■ ACTIVITY ■
Starting at the first line of the listing below, repeat each line exactly until you have repeated the one containing "the apple skin"; skip the pictures.

■ GIVEN DATA ■
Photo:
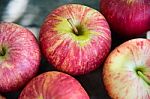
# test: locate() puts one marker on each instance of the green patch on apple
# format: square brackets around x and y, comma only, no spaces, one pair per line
[83,35]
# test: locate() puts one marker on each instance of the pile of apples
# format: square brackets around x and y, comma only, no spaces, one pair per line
[76,40]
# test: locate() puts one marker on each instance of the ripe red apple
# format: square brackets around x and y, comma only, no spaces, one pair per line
[1,97]
[128,18]
[19,56]
[126,71]
[75,39]
[53,85]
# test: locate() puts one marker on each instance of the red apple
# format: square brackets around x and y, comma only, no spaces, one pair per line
[19,56]
[128,18]
[126,71]
[53,85]
[1,97]
[75,39]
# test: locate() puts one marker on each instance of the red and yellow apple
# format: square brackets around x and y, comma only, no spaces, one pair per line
[19,56]
[53,85]
[75,39]
[128,18]
[1,97]
[126,72]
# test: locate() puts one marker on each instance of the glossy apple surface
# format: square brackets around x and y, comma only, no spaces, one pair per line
[126,72]
[128,18]
[19,56]
[71,52]
[53,85]
[1,97]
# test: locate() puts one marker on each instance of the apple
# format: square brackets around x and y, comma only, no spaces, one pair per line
[126,72]
[75,39]
[53,85]
[1,97]
[128,18]
[19,56]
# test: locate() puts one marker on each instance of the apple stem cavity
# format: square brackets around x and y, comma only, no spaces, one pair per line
[73,26]
[140,73]
[2,51]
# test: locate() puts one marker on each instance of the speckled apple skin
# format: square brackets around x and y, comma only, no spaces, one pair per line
[73,54]
[128,18]
[22,58]
[119,76]
[53,85]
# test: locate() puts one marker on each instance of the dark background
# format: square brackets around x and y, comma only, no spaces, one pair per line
[32,18]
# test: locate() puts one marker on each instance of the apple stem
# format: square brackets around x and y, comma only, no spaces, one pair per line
[143,77]
[73,26]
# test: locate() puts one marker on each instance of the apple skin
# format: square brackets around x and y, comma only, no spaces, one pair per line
[128,18]
[53,85]
[68,52]
[21,59]
[1,97]
[125,69]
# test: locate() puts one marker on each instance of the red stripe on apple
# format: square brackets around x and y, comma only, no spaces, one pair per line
[75,53]
[53,85]
[126,72]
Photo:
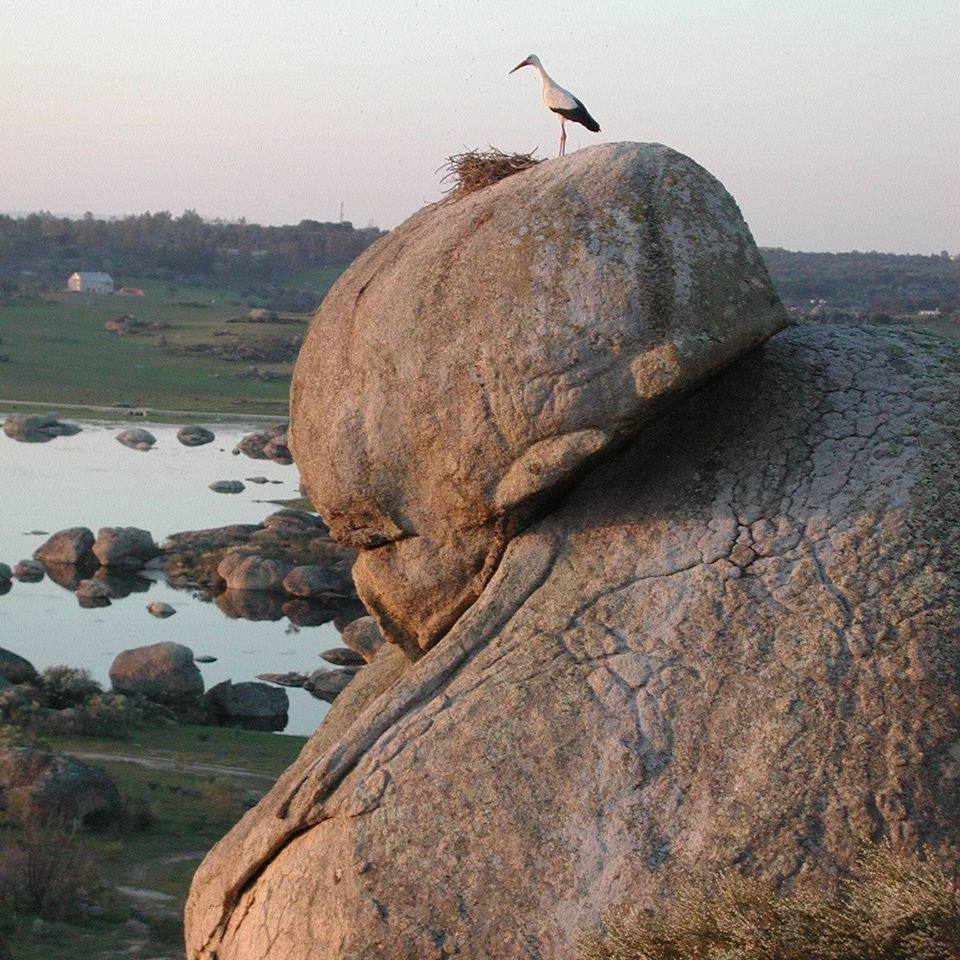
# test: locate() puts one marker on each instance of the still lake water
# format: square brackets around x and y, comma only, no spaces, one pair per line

■ YOUR RESPONSE ■
Photo:
# test: locate() puts one marker on each instance of the green patch on apple
# format: square brackets around x and y, comma only, no spaces, one pair per line
[83,35]
# test: locate() puts one marker on each instance of the pile of apples
# format: square brackets around x and y, comma only, no spaces, one pair per line
[76,40]
# test: locate() puts one marker on each instance of the ripe red apple
# format: square brackets around x and y, comma only, no spaces, one pair per line
[1,97]
[128,18]
[19,56]
[126,71]
[75,39]
[53,85]
# test: locate() puts one marker on each instance of the red apple
# format: square brackets around x and y, comma only, no spaces, one pair per line
[19,56]
[128,18]
[126,71]
[53,85]
[1,97]
[75,39]
# test: locate() puts one marker on each instance of the red and yellow apple
# format: square brackets around x and y, comma only, no spaces, one pair per line
[19,56]
[53,85]
[75,39]
[128,18]
[1,97]
[126,72]
# test: locate() puts one marker on each instance of the glossy apple surface
# format: square brackets around x and y, comma only, no spaces, one pair per line
[126,72]
[128,18]
[19,56]
[71,52]
[53,85]
[1,97]
# test: locate() puts one marker on each instance of the apple
# format: square brackets around x and y, comma only, no spaces, one pair per line
[126,72]
[75,39]
[53,85]
[1,97]
[128,18]
[19,56]
# test: locate() puts one marker on each instance of the apple stem cavity
# format: square brackets around x and y, comma only, no spaces, one pair per line
[73,26]
[140,73]
[2,51]
# test: locate() puts one marker on each instance of the speckled apple skin
# format: square brackets around x and y, comma only, no spaces, one pair per line
[73,54]
[128,18]
[22,58]
[119,76]
[53,85]
# test: locate() puts one marker on each instance of the dark background
# format: square brackets around x and y, comma only, no spaces, one pair per line
[32,18]
# test: locate() puts one marker on each instance of the apple stem
# format: square brackets around x and y, comma only, no spaces, one pair per line
[143,77]
[73,26]
# test: locate() puts one marker on each instance of the apple skin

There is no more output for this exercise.